• [TASK PROMPT]
Rewrite the entries below, changing every "drop a marker" to "place a pin" and leaving all other text unchanged.

• [Collected data entries]
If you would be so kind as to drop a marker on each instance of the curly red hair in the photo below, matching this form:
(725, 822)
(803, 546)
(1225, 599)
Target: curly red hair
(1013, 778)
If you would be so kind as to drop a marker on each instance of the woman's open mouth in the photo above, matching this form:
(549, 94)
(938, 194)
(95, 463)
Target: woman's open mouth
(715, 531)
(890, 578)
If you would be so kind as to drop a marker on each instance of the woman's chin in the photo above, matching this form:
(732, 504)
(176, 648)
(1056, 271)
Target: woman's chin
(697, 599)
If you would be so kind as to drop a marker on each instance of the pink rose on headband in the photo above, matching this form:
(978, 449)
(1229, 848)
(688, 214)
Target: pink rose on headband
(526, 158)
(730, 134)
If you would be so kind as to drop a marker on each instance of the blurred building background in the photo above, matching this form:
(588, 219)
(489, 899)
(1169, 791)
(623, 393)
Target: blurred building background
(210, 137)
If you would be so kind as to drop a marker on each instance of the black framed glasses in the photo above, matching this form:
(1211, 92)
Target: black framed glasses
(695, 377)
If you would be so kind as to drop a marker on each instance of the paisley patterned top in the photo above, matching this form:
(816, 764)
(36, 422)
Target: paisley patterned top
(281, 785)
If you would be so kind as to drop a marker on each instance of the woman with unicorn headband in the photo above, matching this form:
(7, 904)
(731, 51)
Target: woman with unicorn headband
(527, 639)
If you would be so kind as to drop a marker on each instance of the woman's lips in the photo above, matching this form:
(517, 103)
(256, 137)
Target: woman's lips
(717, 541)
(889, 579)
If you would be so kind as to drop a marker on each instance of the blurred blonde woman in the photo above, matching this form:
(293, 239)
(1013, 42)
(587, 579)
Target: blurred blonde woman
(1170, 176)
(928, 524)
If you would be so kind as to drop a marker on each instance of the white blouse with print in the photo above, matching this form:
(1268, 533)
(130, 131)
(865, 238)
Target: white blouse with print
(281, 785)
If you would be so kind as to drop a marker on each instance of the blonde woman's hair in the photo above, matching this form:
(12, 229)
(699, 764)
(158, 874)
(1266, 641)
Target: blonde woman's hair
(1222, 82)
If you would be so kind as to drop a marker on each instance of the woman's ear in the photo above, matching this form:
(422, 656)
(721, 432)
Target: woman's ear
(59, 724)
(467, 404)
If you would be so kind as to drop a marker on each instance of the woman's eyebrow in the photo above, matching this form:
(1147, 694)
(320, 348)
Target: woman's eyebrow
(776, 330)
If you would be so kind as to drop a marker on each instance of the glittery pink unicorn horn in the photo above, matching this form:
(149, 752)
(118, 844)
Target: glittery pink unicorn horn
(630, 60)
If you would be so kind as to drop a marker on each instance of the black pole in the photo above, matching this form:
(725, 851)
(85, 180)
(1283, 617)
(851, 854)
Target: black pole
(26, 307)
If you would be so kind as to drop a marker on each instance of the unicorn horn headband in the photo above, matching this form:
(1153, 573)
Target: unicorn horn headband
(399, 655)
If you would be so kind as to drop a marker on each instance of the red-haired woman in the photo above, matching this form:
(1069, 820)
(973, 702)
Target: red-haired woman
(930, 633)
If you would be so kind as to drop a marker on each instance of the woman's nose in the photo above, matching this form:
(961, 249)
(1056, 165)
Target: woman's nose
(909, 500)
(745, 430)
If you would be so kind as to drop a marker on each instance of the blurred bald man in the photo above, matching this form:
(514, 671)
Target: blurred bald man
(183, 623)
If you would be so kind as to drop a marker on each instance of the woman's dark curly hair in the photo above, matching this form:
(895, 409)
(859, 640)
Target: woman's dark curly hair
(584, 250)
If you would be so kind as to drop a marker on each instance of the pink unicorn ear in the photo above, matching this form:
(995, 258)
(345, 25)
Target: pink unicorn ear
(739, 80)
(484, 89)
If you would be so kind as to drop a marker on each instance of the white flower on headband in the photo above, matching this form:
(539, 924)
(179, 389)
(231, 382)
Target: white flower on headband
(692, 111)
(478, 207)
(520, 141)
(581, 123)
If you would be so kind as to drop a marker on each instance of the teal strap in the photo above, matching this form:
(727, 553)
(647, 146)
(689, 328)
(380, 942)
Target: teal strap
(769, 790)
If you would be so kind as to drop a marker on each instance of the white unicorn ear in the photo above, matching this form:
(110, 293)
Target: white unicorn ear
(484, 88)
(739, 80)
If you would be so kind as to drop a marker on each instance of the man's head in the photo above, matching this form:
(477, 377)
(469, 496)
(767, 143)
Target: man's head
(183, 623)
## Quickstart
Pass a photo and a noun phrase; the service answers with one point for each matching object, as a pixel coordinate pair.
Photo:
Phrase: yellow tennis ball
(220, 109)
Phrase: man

• [CORRECT RESPONSE]
If you would be so kind as to place a pin on each instance of the curly red hair in the photo below, matching this form:
(725, 822)
(803, 546)
(1225, 599)
Target: curly red hair
(1013, 778)
If you would be so kind as to place a pin on each instance of the woman's open mouth in the photo above, matching this form:
(549, 94)
(938, 194)
(95, 463)
Target: woman's open mouth
(715, 531)
(890, 578)
If you would be so kind as to place a pin on each instance of the woman's chin in the photo above, matching this form:
(732, 504)
(176, 648)
(1056, 271)
Target: woman's chin
(697, 599)
If you would be so kind as to place a pin on each instance of the pink rose on headband in the photo above, matching this form:
(978, 449)
(1229, 848)
(688, 214)
Target: pink rose on headband
(526, 158)
(730, 134)
If you would be so kind as to place a pin on each instance of the blurred building background in the photo above, matching this form:
(588, 219)
(489, 899)
(1169, 791)
(623, 393)
Target: blurred building background
(210, 137)
If you would be so kind as to place a pin on each instance of the black framed glasses in the photo above, matching this form:
(1211, 92)
Target: black framed glasses
(695, 377)
If you would be so kind as to place a pin on each instance of the paisley patterned top in the photo above, matching this form:
(816, 764)
(36, 422)
Target: paisley patterned top
(281, 785)
If you would be so kind as to place a pin on each instance of the woman with unicorn headband in the photo above, matching this form:
(7, 904)
(731, 51)
Target: woman with unicorn headband
(527, 639)
If you would be so kind as to place a pin on each instance of the woman's lips in the photo above, matching this form:
(517, 103)
(256, 137)
Target: woman's lips
(717, 541)
(889, 579)
If you would be so kind as to place a pin on each instance of the blurred blonde woman in the photo above, matching this form:
(293, 239)
(1013, 42)
(587, 579)
Target: blurred blonde woman
(1170, 176)
(928, 524)
If you would be so kind as to place a pin on each instance of the white blouse with print in the photo above, matching this form:
(1268, 533)
(130, 131)
(865, 238)
Target: white blouse with print
(281, 785)
If you would be so kind as to place a pin on each instance of the blonde woman's hair in the photo above, matching this form:
(12, 229)
(699, 764)
(158, 874)
(1266, 641)
Target: blonde woman's hair
(1222, 82)
If you would be so kind as to place a pin on each instance of the woman's ear in the photo above, matching this form:
(422, 656)
(721, 432)
Target: woman's ear
(59, 724)
(467, 404)
If you would be so kind as to place a pin on each instance of the woman's eyebrow in the photo above, matching this form:
(1147, 694)
(320, 348)
Target: woman's eyebrow
(776, 330)
If you would be so kind as to place a pin on each instance of the glittery pink unicorn horn in the photo above, matching this form:
(149, 752)
(118, 844)
Target: glittery pink unicorn horn
(630, 60)
If you would be so kind as to place a pin on each instance of the black pole in the photo above, matching this form:
(725, 851)
(85, 180)
(1283, 617)
(851, 854)
Target: black pole
(26, 307)
If you would be so kind as to place a pin on each instance of the unicorn horn headband in the photo above, matching this form:
(1153, 573)
Target: unicorn horn headband
(399, 655)
If you would be so kind as to place a pin on each instance of the red-haired woman in the photo above, matching this form:
(1069, 820)
(973, 702)
Target: red-haired woman
(930, 633)
If you would be so kind as to place a pin on each instance of the woman's nose in the photo above, matching this form:
(961, 249)
(1056, 165)
Target: woman's nose
(909, 500)
(745, 430)
If you would be so kind as to place a pin on each instance of the blurred bald man in the photo above, matching this form:
(514, 671)
Target: blurred bald man
(183, 623)
If you would be so kind as to place a pin on each instance of the woman's dark curly hair in the photo above, matching this form:
(895, 409)
(859, 640)
Target: woman's dark curly hair
(584, 250)
If you would be so kind as to place a pin on each instance of the pink unicorn ear in the photo above, matching this form:
(995, 258)
(345, 25)
Target: pink unicorn ear
(739, 80)
(484, 89)
If you would be so kind as to place a pin on each instance of the white flower on headband in the photo above, matching this form:
(539, 924)
(179, 389)
(231, 382)
Target: white flower on headband
(692, 111)
(478, 207)
(520, 141)
(581, 123)
If you would be so kind as to place a pin on each instance of the teal strap in the photo above, matching this form:
(727, 553)
(647, 146)
(689, 328)
(380, 942)
Target: teal strap
(769, 790)
If you would be so kind as to place a pin on each instance of the white unicorn ear in the photo above, matching this form:
(110, 293)
Target: white unicorn ear
(484, 88)
(739, 80)
If you would be so kind as to place a pin on each instance of the man's head in the photo above, matching this form:
(477, 377)
(469, 496)
(767, 143)
Target: man's head
(183, 623)
## Quickstart
Pass a photo and a noun phrase; the service answers with one point for each matching object, as a pixel coordinate pair.
Photo:
Phrase: yellow tennis ball
(220, 109)
Phrase: man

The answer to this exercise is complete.